- Exercise instructions -
Take the entries below and print all of them exactly, please.

- Input rows -
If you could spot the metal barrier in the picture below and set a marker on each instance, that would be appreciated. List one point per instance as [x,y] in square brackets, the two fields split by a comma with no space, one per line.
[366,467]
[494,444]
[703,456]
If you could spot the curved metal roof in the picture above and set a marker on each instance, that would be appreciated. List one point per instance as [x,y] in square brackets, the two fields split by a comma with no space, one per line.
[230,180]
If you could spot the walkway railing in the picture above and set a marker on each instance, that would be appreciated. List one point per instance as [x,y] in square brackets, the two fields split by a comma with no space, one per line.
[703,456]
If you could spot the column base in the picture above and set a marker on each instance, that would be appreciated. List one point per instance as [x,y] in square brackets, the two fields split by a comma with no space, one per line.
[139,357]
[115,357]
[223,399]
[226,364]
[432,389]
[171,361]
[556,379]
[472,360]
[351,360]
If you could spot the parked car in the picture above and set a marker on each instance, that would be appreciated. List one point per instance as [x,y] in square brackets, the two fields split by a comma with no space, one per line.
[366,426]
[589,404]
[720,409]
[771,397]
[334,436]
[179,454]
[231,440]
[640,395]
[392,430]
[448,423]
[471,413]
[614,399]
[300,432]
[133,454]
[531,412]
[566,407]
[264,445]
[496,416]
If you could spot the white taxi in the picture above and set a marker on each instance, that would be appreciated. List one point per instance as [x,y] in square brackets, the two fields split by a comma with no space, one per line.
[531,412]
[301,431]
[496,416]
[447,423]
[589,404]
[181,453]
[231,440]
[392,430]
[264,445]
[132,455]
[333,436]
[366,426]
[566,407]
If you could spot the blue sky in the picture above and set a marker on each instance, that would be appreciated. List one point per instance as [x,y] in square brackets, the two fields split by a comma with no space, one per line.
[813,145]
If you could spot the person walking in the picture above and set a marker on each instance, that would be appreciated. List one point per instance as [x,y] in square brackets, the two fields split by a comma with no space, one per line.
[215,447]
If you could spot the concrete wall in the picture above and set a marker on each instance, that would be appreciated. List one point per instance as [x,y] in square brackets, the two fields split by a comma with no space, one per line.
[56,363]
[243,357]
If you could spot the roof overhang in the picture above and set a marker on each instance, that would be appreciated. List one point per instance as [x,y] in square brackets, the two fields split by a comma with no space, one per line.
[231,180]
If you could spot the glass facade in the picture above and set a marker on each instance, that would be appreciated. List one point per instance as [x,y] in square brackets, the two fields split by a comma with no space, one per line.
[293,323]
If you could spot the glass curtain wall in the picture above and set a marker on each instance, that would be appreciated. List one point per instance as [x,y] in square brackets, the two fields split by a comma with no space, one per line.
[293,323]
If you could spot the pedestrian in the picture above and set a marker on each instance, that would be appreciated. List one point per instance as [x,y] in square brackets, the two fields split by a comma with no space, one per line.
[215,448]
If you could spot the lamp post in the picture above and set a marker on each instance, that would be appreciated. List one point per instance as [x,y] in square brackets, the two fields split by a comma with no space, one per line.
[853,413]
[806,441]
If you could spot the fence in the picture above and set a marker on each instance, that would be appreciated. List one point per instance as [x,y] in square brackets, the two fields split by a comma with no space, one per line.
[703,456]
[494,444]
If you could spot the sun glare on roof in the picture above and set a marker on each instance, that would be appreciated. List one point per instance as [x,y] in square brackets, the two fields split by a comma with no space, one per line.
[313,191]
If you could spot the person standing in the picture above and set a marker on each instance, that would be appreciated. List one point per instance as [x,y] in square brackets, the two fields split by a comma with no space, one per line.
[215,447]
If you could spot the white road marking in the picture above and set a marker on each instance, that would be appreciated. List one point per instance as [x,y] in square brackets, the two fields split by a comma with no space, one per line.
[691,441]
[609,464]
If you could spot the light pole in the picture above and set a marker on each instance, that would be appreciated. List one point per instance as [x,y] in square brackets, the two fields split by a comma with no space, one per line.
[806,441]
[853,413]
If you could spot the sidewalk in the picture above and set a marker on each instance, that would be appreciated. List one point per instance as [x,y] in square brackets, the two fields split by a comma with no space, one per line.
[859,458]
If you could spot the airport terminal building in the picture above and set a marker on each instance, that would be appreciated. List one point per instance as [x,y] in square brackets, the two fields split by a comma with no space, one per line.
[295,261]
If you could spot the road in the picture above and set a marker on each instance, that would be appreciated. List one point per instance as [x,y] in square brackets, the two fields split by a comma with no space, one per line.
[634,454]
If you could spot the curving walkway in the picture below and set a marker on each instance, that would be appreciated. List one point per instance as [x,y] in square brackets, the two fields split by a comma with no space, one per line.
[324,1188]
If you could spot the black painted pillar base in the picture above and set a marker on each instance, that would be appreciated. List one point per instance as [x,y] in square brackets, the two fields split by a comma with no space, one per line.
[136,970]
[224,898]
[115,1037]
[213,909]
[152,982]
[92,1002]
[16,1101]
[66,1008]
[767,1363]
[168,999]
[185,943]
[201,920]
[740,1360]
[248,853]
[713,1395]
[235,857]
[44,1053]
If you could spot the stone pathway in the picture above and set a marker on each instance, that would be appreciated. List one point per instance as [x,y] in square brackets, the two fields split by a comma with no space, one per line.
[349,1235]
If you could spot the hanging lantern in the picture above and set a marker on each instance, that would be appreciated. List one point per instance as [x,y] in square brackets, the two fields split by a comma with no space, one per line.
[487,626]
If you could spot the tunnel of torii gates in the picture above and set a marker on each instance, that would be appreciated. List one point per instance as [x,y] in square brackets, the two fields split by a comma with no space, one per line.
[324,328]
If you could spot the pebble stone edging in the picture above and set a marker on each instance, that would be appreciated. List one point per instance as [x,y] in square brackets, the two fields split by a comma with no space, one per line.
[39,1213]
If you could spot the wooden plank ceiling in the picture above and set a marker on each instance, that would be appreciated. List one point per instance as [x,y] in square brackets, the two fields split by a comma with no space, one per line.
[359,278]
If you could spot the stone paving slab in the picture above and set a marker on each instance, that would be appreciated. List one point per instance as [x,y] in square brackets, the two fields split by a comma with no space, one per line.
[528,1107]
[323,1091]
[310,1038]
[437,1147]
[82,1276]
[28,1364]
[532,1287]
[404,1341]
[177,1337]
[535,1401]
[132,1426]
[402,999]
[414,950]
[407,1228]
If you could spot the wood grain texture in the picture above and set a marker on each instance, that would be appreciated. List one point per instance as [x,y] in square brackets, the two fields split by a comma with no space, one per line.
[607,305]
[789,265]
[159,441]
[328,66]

- Response for this exercise -
If you could spot the metal barrier in the picture below and set a marker on each instance, that would be appreciated. List one point per instance as [x,y] in square brackets, the two fields split by a comma with no space, one per line.
[366,467]
[494,444]
[703,456]
If you could spot the curved metal roof in the picture above and set a marker on each instance, that would be appreciated. List one point per instance as [x,y] in square brackets, the two fields split by a comma with no space, one per line.
[230,180]
If you could spot the walkway railing in the picture above and set a marker on each instance, that would be appreciated. List one point per instance as [x,y] in square brackets, the two fields split by a comma with no space, one per line.
[703,456]
If you could spot the column base in the picture above and set a marker on each instance, that would be appreciated. List one point per instance as [x,y] in square brackets, the two fields split by a comma with no space, one per line.
[139,357]
[115,357]
[223,399]
[226,364]
[432,389]
[171,361]
[556,379]
[472,360]
[351,360]
If you could spot the parked car in the picture above and set a marker on each instance, that would be appreciated. List one point per instance as [x,y] in square brackets, the two fields split by a comma with no space, one per line.
[366,426]
[589,404]
[720,409]
[771,397]
[334,436]
[179,454]
[231,440]
[640,395]
[392,430]
[448,423]
[471,413]
[614,399]
[300,432]
[133,454]
[531,412]
[566,407]
[264,445]
[496,416]
If you could spot the white taxi in the picture above and set a marker on each instance, that would be appreciated. List one point per instance as [x,y] in square brackets, the two fields split by a comma with no space, one per line.
[531,412]
[301,431]
[496,416]
[447,423]
[589,404]
[181,453]
[231,440]
[392,430]
[264,445]
[132,455]
[333,436]
[366,426]
[566,407]
If you could spot the blue sky in the picture above and set a marker on each instance, that would be appreciated. List one point per instance as [x,y] in square brackets, the two fields split by a comma with no space, one per line.
[813,145]
If you could spot the person walking in the picture above and set a marker on each instance, that would be appreciated. List one point per instance as [x,y] in square brackets, the two fields split by a comma with no space, one per line.
[215,447]
If you could spot the concrete wall in the picture above and set a marker on each instance, that would be appreciated. List one point per instance as [x,y] in square brackets, the two fields split by a comma with no space, one per line.
[56,363]
[243,357]
If you could spot the roof overhang in the picture above and set a marker on each instance, that would be appreciated. List one point per instance as [x,y] in square brackets, the two fields split by a comma with no space, one per line.
[231,180]
If you could spot the glass facade in the picture above and set a marker on each instance, that would be appreciated. List one point per instance as [x,y] in square brackets, the two fields split by a comma with no space, one per line.
[293,323]
If you could spot the glass curtain wall in the picture above and set a marker on each instance, that would be appreciated. List one point per instance as [x,y] in square brackets, the two fields split by a comma with no space, one per line.
[293,323]
If you could spot the pedestrian in the picture above and set a marker on each instance, that would be appreciated. List one point per instance as [x,y] in square brackets, the two fields split by a comma with no space, one per line.
[215,448]
If you could spot the lamp post in the picture above and set a marker on each instance, that would be appreciated. List one point per instance as [x,y] in square brackets, the two fields split by a comma with no space, one per line.
[853,413]
[806,441]
If you could spot the fence in the picture above and set a marker on each instance, that would be appreciated. List one point per instance as [x,y] in square brackets, the two fields split by a comma with no space, one per line.
[703,456]
[494,444]
If you could spot the sun glare on roof in the picture above and set a marker on each instance, that would be appreciated. List one point per instance as [x,y] in square brackets, the two fields split by a comma with no space, one per line.
[313,191]
If you could spot the person standing in the picture above and set a marker on each instance, that would be appreciated. List one point per instance as [x,y] in square brackets, the two fields split by a comma with no space, one per line.
[215,447]
If you could spot the white road marking in the picture above and set a marker on each instance, that would be appreciated. List one point per instance as [x,y] in square brackets, the two fields split by a comma with no space, one per line.
[691,441]
[609,464]
If you could spot the light pole in the picture above and set a marker on each instance, that would be appreciated. List one point per instance as [x,y] in square brackets, the two fields split by a comma with no space, one per line.
[806,441]
[853,413]
If you could spot the sidewalk in the picture above and set a marker on each instance, that would be appreciated. List one point per instance as [x,y] in square brackets, the two fields split by a comma with no space, one per line.
[859,458]
If you could spot the airport terminal building in the picture above and set a marker on each instance, that would be appreciated. List one point per instance as [x,y] in square brackets, the two fields split by a comma with no space, one per line.
[295,261]
If you could spot the road in the picture above and set a marker on each instance, that would be appreciated. List one point per instance as [x,y] in square brackets, the two fields split by a comma with no space, one per line.
[634,454]
If you could spot the curving walkway in the picture below and set a marker on each instance, that would be appreciated. List one point per instance as [x,y] in square brackets, the two fields split by a comma with no space, one per line.
[324,1188]
If you could spot the black painted pillar base in the picture above and set a marker on each instance, that would be appreciated. List one point per instance as [x,y] in square brackets, the two fields split by a comma with no space, one per line.
[136,970]
[224,898]
[115,1037]
[213,909]
[152,982]
[92,1002]
[16,1101]
[66,1008]
[767,1363]
[168,999]
[185,943]
[201,920]
[740,1360]
[248,853]
[713,1395]
[235,857]
[44,1053]
If you could spot the stone pathway in the picture above and set a marker on each instance, that would be appreciated. List one point per instance as [x,y] in square brackets, the two fields split by a comma with no space, one per line.
[349,1235]
If you could spot the hanging lantern in the picture above and set a marker on each instance, that would be appreciated. List one point per instance as [x,y] in square brackets, the two fields split by a comma with no space, one per line.
[487,626]
If you could spot the tunnel of torii gates in the picture above and set a marker on each instance, that would be appreciated. List one point per instance as [x,y] in square brackets, the two fields split by a comma with no space, one per line.
[324,328]
If you could spot the pebble stone edging in the picture above and set a marker on each instance, that would be appreciated. List one point per instance as [x,y] in square brackets, the two fields split by a comma with no space, one per line.
[39,1213]
If you could spot the wooden plank ceiling in the picture above and set a marker on each instance, that would be appreciated. List one point per instance as [x,y] in square brackets, the two fields split by a comma with no space, one per line.
[359,278]
If you could spot the stone paving slab in the picture above and set a marker on each instance, that would be appreciated. List one point per instance as [x,y] in square brackets, the two fields split by a comma with no space, one per line.
[528,1107]
[323,1091]
[310,1038]
[437,1147]
[82,1276]
[28,1364]
[532,1287]
[404,1341]
[177,1337]
[535,1401]
[132,1426]
[402,999]
[414,950]
[407,1228]
If you could spot the wood grain texture in the picture above and set a marker on each instance, that would be appreciated. List one point per instance as [x,y] in square brackets, the two fields split by a comma with no space, one per line.
[607,305]
[789,265]
[159,441]
[328,66]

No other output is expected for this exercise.